EXERCISE MATERIALS section start

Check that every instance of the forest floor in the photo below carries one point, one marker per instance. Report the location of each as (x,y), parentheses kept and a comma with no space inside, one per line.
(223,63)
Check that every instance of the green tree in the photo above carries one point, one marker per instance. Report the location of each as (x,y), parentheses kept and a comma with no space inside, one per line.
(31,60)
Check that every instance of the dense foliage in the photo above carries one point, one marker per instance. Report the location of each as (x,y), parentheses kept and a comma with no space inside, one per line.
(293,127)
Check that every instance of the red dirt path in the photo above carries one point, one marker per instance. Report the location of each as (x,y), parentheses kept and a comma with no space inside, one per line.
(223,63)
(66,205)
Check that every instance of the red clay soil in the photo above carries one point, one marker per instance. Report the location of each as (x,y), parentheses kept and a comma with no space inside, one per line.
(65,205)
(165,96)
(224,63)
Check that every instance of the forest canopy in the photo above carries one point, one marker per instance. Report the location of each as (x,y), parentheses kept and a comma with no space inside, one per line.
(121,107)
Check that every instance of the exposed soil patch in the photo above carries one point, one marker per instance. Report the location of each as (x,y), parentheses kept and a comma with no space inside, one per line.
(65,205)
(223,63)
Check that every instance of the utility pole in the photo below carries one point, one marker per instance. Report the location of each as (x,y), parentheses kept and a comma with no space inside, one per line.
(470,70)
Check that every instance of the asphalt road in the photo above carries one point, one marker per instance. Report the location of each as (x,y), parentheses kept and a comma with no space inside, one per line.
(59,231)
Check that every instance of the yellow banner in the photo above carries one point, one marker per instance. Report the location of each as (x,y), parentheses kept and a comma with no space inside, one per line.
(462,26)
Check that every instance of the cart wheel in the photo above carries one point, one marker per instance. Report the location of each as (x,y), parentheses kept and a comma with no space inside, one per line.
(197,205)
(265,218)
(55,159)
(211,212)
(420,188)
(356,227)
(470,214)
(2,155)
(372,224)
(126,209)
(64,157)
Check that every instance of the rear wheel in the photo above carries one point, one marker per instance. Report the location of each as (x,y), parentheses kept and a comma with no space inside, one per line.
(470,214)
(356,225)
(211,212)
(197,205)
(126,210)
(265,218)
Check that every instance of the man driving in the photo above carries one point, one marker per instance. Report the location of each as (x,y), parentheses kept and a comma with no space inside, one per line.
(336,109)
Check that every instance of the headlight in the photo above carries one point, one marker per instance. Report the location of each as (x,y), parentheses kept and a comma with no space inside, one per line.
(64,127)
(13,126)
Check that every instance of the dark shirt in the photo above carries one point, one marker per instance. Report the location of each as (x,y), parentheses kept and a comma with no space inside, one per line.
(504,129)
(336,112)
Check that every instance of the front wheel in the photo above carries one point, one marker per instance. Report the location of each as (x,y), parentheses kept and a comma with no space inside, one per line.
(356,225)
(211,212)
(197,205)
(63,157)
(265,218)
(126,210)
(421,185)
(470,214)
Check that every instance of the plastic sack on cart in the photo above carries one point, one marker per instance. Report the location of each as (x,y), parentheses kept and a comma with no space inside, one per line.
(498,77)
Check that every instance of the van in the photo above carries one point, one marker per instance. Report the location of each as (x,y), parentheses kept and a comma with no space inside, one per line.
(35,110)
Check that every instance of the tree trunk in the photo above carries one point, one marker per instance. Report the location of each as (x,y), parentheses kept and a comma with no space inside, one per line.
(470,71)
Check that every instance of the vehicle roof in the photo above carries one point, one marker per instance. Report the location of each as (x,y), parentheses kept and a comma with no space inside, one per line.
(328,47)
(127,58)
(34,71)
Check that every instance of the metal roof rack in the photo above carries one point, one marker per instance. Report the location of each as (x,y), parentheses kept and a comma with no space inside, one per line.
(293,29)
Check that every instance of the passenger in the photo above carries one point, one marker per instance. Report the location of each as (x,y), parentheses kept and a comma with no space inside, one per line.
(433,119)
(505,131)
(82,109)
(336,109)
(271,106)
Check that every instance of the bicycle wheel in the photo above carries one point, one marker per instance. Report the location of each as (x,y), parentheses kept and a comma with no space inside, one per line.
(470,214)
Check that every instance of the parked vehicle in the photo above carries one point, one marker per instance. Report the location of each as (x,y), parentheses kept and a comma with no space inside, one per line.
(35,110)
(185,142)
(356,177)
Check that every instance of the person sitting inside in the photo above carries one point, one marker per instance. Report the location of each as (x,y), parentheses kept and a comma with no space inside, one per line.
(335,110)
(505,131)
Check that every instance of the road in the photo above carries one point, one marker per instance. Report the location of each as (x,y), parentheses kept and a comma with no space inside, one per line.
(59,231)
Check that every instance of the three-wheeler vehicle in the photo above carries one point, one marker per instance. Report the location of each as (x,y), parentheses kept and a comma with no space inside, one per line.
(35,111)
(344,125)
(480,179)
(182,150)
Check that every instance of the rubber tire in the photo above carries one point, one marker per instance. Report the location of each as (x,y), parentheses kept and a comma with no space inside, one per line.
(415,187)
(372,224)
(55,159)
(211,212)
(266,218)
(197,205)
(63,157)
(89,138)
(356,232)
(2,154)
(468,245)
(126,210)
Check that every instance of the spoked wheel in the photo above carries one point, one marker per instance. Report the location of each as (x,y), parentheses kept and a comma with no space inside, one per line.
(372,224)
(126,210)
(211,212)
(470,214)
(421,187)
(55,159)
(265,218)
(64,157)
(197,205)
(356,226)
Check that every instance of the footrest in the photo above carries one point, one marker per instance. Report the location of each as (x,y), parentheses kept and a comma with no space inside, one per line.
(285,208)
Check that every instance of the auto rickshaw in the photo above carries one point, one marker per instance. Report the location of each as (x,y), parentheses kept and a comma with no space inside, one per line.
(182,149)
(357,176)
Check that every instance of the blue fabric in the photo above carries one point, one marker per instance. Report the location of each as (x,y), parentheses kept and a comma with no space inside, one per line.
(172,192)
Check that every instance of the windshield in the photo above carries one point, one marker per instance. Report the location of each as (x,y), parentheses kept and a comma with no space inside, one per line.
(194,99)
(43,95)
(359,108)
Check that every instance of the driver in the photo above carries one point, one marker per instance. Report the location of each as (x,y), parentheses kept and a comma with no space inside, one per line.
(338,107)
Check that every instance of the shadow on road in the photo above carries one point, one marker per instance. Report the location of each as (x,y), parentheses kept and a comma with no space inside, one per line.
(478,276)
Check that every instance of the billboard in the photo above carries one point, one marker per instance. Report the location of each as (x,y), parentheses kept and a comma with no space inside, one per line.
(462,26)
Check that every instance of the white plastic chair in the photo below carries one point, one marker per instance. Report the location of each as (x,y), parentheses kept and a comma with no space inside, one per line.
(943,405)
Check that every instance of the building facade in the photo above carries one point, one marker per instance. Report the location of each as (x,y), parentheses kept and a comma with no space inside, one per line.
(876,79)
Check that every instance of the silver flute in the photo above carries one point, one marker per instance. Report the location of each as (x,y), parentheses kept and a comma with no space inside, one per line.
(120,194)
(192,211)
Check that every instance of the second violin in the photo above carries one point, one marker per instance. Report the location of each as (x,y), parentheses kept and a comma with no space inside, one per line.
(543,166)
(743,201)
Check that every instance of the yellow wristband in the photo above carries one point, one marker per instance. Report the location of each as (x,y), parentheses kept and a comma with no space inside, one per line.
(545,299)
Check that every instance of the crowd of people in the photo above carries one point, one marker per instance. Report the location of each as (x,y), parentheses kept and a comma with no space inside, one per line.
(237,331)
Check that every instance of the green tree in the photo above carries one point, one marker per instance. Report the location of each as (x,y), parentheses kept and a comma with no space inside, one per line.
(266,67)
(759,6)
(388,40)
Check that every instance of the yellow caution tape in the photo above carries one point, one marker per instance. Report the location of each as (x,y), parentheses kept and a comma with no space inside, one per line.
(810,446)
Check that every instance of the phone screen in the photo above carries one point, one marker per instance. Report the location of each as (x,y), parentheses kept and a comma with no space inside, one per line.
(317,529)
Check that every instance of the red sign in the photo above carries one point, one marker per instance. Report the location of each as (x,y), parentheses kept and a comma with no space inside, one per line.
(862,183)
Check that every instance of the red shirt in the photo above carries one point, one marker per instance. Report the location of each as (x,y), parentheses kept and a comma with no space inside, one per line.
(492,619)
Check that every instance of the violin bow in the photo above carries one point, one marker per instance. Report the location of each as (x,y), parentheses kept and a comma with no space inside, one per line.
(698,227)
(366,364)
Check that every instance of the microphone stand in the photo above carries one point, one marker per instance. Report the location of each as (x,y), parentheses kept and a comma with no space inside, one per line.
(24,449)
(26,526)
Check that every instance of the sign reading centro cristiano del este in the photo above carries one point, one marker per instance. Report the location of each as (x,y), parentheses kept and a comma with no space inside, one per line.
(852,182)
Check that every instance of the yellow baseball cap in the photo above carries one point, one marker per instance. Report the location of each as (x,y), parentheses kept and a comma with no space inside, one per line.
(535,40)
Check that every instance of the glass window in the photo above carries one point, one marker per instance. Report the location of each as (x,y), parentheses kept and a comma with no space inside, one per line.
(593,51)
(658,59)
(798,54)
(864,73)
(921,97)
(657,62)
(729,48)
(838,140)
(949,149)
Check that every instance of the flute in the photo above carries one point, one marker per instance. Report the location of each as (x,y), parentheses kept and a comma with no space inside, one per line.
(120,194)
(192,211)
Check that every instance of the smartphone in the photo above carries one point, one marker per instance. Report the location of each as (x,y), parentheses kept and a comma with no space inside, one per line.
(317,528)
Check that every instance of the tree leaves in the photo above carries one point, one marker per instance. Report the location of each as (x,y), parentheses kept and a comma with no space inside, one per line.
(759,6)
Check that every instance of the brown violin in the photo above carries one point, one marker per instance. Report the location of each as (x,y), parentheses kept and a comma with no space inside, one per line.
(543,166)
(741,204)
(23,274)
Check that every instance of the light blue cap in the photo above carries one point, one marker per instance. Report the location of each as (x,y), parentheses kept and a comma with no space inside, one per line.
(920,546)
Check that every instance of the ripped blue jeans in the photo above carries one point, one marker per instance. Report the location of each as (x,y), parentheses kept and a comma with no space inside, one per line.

EXERCISE MATERIALS section end

REQUIRED WORK: What is needed is an exact copy of the lines from the one containing "Check that every instance of the brown" through the last line of the records above, both included.

OUTPUT OF THE TASK:
Check that every instance of the brown violin in the photo above carries one point, one marker per instance. Report the location of each as (x,y), parentheses kept and a comma with no space inside, one per line.
(543,166)
(741,204)
(23,274)
Check that every instance of the light blue cap in the photo above carries one point, one marker per instance. Report the location of each as (x,y), parentheses kept and a comma with no space inside, one per line.
(920,546)
Check that every instance of the ripped blue jeans in the photo above carries one point, one marker per instance. Report the location of each as (x,y), parentheses kept and a comma with no space inside, one per line.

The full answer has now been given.